+++ Passage provided +++
Back to the house: usually a bit of house-cleaning or gardening – the spring has been quite splendid, almost unnoticed. The trees are lavishly green, the bulbs planted in the fall and winter are now producing flowers, the tomato starts that I bought on sale in the fall and sheltered through the couple of chill spells have already produced tomatoes, the pole beans planted a week or so ago are beginning to leap up the frames positioned for their benefit. We were planning on replacing the chicken house this spring, and refreshing the small flock of laying hens, which has been reduced to a single semi-productive hen, but it looks like the current pandemic emergency has caused a run on supplies of chicks and hens. So – next year, I think. In the meantime, an egg every other day or so.

An hour or two (or more) at the sewing machine in the den – I’m doing fabric masks, from a pattern on the Joanne’s Fabrics website. It seems that local clinics, hospitals and medical practices are in crying need of them, so I am going through my cotton muslin fabric scrap stash. It’s not as easy going as I would like – the cranky Brother machine that my daughter bought on the installment plan is a temperamental beast, and after re-threading a couple of times and breaking at least one needle, my patience is at an end. My rule – after doing a fair amount of stitching for Matilda’s Portmanteau – is that after I break two needles, I’m done for the day. I have a pattern scanned from a neighbor’s pattern stash for doing surgical caps, which I am given to understand are also needed badly by a local clinic. The Daughter Unit also posted eight of them to my sister in California: she supervises the care of Mom, and needs three masks for her husband and son, and five for the home-care nurses to regularly visit to help with Mom, who is paralyzed from the shoulders down, but otherwise in good shape.
+++
• Task prompt: Continue the passage about gardening and sewing masks during the pandemic, starting right after its last sentence. The rows come from a separate source.
+++ Recorded data +++
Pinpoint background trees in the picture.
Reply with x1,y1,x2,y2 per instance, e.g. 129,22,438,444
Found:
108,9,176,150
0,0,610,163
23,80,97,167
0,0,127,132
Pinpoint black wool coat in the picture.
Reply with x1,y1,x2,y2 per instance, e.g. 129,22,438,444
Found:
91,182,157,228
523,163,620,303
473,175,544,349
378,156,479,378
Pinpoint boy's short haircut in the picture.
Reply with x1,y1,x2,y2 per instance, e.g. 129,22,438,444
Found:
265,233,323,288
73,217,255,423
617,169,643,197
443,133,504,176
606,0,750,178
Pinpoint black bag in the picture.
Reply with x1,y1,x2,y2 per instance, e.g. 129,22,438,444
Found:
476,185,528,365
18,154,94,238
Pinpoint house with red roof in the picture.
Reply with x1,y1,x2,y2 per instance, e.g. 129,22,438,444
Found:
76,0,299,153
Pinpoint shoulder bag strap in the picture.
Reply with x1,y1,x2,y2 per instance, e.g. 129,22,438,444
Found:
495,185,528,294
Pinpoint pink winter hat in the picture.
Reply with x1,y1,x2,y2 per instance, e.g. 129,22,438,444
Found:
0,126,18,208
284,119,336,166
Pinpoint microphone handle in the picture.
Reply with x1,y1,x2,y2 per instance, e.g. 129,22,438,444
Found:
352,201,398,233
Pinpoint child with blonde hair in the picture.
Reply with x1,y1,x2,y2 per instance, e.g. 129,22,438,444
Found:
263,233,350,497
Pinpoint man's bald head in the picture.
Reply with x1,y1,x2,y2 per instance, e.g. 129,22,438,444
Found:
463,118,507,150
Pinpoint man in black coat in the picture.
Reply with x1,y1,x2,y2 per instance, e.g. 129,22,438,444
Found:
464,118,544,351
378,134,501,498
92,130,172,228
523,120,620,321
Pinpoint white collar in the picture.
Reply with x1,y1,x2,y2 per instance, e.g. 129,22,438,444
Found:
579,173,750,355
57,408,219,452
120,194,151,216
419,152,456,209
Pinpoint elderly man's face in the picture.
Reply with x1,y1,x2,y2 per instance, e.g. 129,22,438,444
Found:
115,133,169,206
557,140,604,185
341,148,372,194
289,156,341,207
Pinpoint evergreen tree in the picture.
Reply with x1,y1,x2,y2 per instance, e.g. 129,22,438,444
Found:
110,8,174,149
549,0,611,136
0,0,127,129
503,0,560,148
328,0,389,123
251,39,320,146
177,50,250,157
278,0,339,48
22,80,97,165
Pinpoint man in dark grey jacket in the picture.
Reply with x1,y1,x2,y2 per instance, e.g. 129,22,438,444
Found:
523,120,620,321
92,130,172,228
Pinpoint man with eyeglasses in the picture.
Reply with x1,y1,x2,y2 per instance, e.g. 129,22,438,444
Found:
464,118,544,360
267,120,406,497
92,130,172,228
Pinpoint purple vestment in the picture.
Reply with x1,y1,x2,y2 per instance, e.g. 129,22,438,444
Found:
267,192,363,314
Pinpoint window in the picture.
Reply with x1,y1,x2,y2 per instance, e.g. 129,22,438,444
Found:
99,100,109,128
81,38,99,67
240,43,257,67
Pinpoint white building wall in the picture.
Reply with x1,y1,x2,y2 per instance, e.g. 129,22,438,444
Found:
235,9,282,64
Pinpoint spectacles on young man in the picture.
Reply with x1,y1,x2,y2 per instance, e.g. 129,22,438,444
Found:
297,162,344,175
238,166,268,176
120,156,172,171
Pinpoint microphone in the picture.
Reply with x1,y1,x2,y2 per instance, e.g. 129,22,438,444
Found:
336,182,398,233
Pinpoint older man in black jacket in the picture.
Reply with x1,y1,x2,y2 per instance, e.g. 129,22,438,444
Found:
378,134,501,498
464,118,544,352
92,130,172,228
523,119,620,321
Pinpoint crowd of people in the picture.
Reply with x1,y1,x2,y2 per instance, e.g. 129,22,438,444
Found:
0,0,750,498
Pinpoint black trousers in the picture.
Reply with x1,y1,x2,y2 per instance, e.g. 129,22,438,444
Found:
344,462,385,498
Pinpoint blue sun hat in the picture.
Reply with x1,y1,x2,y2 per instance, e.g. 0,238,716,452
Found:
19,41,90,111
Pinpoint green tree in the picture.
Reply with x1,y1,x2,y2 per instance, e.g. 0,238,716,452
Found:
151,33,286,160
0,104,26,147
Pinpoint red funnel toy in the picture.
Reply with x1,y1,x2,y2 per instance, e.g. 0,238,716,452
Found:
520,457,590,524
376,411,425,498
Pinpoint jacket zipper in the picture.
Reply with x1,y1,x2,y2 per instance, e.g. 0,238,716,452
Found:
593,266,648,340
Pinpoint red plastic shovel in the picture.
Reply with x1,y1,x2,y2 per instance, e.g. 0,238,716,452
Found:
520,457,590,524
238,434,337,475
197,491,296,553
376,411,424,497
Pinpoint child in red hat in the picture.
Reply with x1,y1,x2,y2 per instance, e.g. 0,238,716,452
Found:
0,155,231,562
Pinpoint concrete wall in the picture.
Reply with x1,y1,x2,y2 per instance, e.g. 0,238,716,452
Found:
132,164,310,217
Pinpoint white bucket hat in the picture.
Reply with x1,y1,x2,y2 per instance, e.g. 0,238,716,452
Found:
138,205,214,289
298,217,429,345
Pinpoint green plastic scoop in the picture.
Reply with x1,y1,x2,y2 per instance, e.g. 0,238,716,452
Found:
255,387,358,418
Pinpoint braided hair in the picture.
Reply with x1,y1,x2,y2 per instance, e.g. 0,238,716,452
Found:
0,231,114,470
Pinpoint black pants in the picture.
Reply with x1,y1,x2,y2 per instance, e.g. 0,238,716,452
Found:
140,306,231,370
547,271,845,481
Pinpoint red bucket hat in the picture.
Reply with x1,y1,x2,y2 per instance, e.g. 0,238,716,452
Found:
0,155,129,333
+++
• Final answer:
We went out to Walmart Thursday morning for fabric for this new project and another packet of needles. They are apparently going big on social distancing; in the foyer, I was upbraided by a manger for not remaining six feet or more from my daughter as she procured and sanitized a cart. “It’s the city rule!” she protested, when I pointed out that we are related, live together, and arrived in the same car, seated considerably less than six feet apart. Sigh. There are rules; sensible ones, and then the other kind – the variety that authority freaks seem to get off on enforcing. I hold the city authority freaks responsible for this one, not the manager, who in the matter of providing essential products to the public, likely has challenges that I can only imagine in my worst nightmare. (My regular nightmares are epic… last night I had two of the them in a row: “The Radio Station Which Doesn’t Work” in which I try to do live radio from a studio in which nothing works or is in the right place, followed by “I Can’t Find My Car” – in which I wander about endless parking lots around a campus of some kind, trying to find my car, or even remember where exactly I left it. Yeah, I must be stressed or something. The Daughter Unit blames the Walmart manager for this…)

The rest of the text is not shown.